Written request.
All entries are to be given again verbatim.

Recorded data
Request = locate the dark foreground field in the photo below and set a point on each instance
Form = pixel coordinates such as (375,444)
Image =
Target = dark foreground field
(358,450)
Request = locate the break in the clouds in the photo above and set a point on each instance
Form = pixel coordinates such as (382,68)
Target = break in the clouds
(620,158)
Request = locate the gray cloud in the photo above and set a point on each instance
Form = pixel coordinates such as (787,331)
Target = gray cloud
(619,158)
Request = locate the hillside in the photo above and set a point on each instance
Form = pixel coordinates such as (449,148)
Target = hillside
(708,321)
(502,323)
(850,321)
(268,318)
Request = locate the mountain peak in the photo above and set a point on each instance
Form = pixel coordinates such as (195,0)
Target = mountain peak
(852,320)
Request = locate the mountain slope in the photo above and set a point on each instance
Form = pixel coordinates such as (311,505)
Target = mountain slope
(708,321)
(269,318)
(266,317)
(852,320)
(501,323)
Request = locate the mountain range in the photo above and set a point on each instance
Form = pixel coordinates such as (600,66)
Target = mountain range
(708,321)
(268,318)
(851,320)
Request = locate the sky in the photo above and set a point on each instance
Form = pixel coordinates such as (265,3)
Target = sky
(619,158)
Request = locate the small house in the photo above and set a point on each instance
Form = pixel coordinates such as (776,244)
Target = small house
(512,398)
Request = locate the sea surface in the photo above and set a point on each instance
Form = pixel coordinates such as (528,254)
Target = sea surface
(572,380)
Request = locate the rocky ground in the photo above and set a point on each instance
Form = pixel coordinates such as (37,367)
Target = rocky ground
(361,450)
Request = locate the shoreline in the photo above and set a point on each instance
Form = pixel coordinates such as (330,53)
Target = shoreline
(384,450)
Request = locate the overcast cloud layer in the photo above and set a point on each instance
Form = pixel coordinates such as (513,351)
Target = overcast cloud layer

Finished exercise.
Request = locate the dark foreground field in the photo below and set a point on each instance
Form = pixel coordinates such as (375,444)
Image =
Target = dark foreground field
(358,450)
Request = locate the break in the clouds in the photo above and set a point on each instance
Form = pixel coordinates such as (382,68)
Target = break in the clouds
(620,158)
Request = locate the gray cloud in the photo above and set a point on each instance
Form = pixel coordinates such as (787,331)
Target = gray cloud
(619,158)
Request = locate the hillside in the photo above and set a point on each instance
Form = pixel coordinates such as (449,148)
Target = hillside
(708,321)
(502,323)
(850,321)
(268,318)
Request = locate the mountain peak in the photo above and set a point on each instance
Form = pixel coordinates such as (195,0)
Target = mountain peak
(852,320)
Request = locate the mountain slope in the photo above and set a point on each instance
Form = pixel coordinates such as (311,505)
Target = mountain slope
(708,321)
(269,318)
(266,317)
(852,320)
(501,323)
Request = locate the mountain range in the photo above and set a point on each instance
Form = pixel coordinates such as (600,66)
Target = mountain range
(708,321)
(268,318)
(851,320)
Request = locate the sky in the photo above and set a point on each instance
Form = pixel coordinates such as (265,3)
Target = sky
(619,158)
Request = locate the small house in the photo above and set a point on each instance
Form = pixel coordinates such as (776,244)
Target = small house
(512,398)
Request = locate the sea surface in the photo above and set a point on each instance
Form = pixel coordinates such as (528,254)
Target = sea surface
(572,380)
Request = locate the rocky ground in the photo above and set a point on each instance
Form = pixel coordinates such as (37,367)
Target = rocky ground
(361,450)
Request = locate the shoreline in the photo above and set a point on each instance
Form = pixel coordinates such as (330,53)
Target = shoreline
(384,450)
Request = locate the overcast cloud layer in the photo above and set a point on each instance
Form = pixel coordinates such as (513,351)
Target = overcast cloud layer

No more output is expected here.